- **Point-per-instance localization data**
+-------+

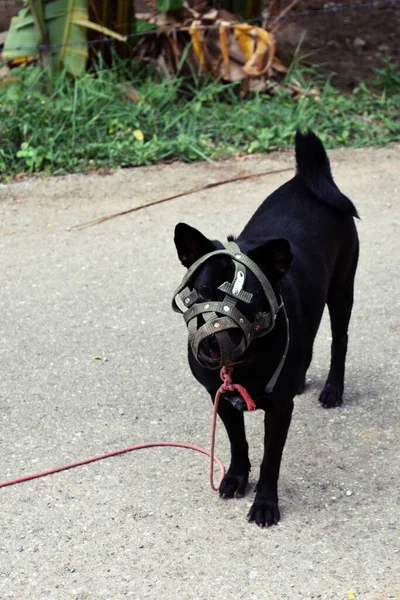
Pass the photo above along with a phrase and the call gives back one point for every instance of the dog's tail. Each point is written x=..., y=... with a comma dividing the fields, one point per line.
x=314, y=169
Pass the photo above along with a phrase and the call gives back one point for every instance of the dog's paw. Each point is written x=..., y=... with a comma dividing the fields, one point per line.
x=264, y=512
x=301, y=387
x=331, y=396
x=233, y=484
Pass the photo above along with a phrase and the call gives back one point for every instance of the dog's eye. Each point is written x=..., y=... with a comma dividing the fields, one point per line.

+-------+

- **Exercise goal**
From the first line to the last, set down the records exactly, leaving out images.

- **Expected output**
Pass the photo above along with a phrase and the call gives back one point for every instance of the dog's tail. Each point is written x=..., y=... with a comma dividing the fields, one point per line.
x=314, y=169
Pass the photo above along with a phrase and the call gives back one point for every instance of the dog's paw. Each point is written x=..., y=... with a comma dividing the fields, one point per line.
x=264, y=512
x=301, y=387
x=331, y=396
x=233, y=484
Pass the photo above along with a phrase and the call gives back one point for every instance of the dog's eye. Each point is written x=..., y=... with a comma dividing the fields, one point per line.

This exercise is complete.